## Prompt
Tally the lines of the data that include the word "inset" and state the total, nothing else.

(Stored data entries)
* * *

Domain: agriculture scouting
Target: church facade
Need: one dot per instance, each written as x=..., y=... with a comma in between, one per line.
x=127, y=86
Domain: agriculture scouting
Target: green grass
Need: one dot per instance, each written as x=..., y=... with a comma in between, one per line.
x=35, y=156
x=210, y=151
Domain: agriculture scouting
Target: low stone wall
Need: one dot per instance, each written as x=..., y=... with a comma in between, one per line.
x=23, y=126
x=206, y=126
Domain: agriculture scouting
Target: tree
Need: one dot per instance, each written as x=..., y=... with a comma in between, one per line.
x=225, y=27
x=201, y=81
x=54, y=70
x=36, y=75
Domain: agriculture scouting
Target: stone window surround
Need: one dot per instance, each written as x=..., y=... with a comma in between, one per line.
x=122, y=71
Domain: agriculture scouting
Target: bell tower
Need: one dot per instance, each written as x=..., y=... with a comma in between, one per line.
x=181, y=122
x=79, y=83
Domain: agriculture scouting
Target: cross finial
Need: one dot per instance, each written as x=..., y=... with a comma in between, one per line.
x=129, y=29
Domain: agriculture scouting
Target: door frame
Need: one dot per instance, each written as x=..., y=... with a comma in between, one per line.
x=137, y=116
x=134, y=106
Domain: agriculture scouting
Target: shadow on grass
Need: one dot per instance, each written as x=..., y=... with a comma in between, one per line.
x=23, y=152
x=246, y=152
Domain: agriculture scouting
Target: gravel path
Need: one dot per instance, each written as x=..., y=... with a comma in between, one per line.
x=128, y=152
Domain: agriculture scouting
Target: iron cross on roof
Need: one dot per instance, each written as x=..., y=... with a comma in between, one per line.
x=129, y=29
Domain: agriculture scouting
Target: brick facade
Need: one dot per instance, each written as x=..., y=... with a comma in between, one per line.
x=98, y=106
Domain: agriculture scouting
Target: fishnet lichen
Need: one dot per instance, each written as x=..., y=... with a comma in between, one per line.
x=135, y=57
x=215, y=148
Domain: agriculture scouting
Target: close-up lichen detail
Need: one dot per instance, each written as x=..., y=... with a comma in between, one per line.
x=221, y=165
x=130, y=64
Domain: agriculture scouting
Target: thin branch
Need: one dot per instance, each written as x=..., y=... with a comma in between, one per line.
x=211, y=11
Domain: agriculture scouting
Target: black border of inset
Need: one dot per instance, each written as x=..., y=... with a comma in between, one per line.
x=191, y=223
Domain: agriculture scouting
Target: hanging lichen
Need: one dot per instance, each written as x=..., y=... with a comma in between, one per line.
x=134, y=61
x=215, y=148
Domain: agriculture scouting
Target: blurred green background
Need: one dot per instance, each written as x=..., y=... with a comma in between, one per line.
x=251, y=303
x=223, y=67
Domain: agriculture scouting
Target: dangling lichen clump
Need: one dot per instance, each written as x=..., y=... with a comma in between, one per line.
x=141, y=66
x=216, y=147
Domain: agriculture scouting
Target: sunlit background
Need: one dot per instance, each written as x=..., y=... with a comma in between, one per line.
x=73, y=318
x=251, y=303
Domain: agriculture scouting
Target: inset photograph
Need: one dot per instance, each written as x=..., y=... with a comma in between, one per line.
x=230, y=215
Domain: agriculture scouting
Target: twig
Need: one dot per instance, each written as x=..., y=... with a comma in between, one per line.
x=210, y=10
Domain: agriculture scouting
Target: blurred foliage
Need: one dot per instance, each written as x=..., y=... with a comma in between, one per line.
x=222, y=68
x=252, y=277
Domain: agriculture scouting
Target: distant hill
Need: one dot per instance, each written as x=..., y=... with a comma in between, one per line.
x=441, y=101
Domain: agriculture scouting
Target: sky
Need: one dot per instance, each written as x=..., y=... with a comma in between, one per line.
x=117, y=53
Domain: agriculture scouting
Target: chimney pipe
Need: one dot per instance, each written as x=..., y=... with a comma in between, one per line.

* * *

## Result for this task
2